● Page extract
##########

Example computing system 400 includes at least one processing unit (CPU or processor) 404 and connection 402 that couples various system components including system memory 408, such as read-only memory (ROM) 410 and random access memory (RAM) 412 to processor 404. Computing system 400 can include a cache of high-speed memory 406 connected directly with, in close proximity to, or integrated as part of processor 404.

Processor 404 can include any general purpose processor and a hardware service or software service, such as services 416, 418, and 420 stored in storage device 414, configured to control processor 404 as well as a special-purpose processor where software instructions are incorporated into the actual processor design. Processor 404 may essentially be a completely self-contained computing system, containing multiple cores or processors, a bus, memory controller, cache, etc. A multi-core processor may be symmetric or asymmetric.

To enable user interaction, computing system 400 includes an input device 426, which can represent any number of input mechanisms, such as a microphone for speech, a touch-sensitive screen for gesture or graphical input, keyboard, mouse, motion input, speech, etc. Computing system 400 can also include output device 422, which can be one or more of a number of output mechanisms known to those of skill in the art. In some instances, multimodal systems can enable a user to provide multiple types of input/output to communicate with computing system 400. Computing system 400 can include communication interface 424, which can generally govern and manage the user input and system output. There is no restriction on operating on any particular hardware arrangement, and therefore the basic features here may easily be substituted for improved hardware or firmware arrangements as they are developed.

Storage device 414 can be a non-volatile memory device and can be a hard disk or other types of computer readable media which can store data that are accessible by a computer, such as magnetic cassettes, flash memory cards, solid state memory devices, digital versatile disks, cartridges, random access memories (RAMs), read-only memory (ROM), and/or some combination of these devices.

The storage device 414 can include software services, servers, services, etc., that when the code that defines such software is executed by the processor 404, it causes the system to perform a function. In some examples, a hardware service that performs a particular function can include the software component stored in a computer-readable medium in connection with the necessary hardware components, such as processor 404, connection 402, output device 422, etc., to carry out the function.

For clarity of explanation, in some instances the present technology may be presented as including individual functional blocks including functional blocks comprising devices, device components, steps or routines in a method embodied in software, or combinations of hardware and software.

##########

● Stored data
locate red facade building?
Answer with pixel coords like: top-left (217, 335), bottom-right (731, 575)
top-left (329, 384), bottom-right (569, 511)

##########

● Exercise description
Write out the passage of the computing system description starting at "Example computing system" and ending at "of processor 404.". Rely only on the computing system description, not on the listing.

● Output for this exercise
Example computing system 400 includes at least one processing unit (CPU or processor) 404 and connection 402 that couples various system components including system memory 408, such as read-only memory (ROM) 410 and random access memory (RAM) 412 to processor 404. Computing system 400 can include a cache of high-speed memory 406 connected directly with, in close proximity to, or integrated as part of processor 404.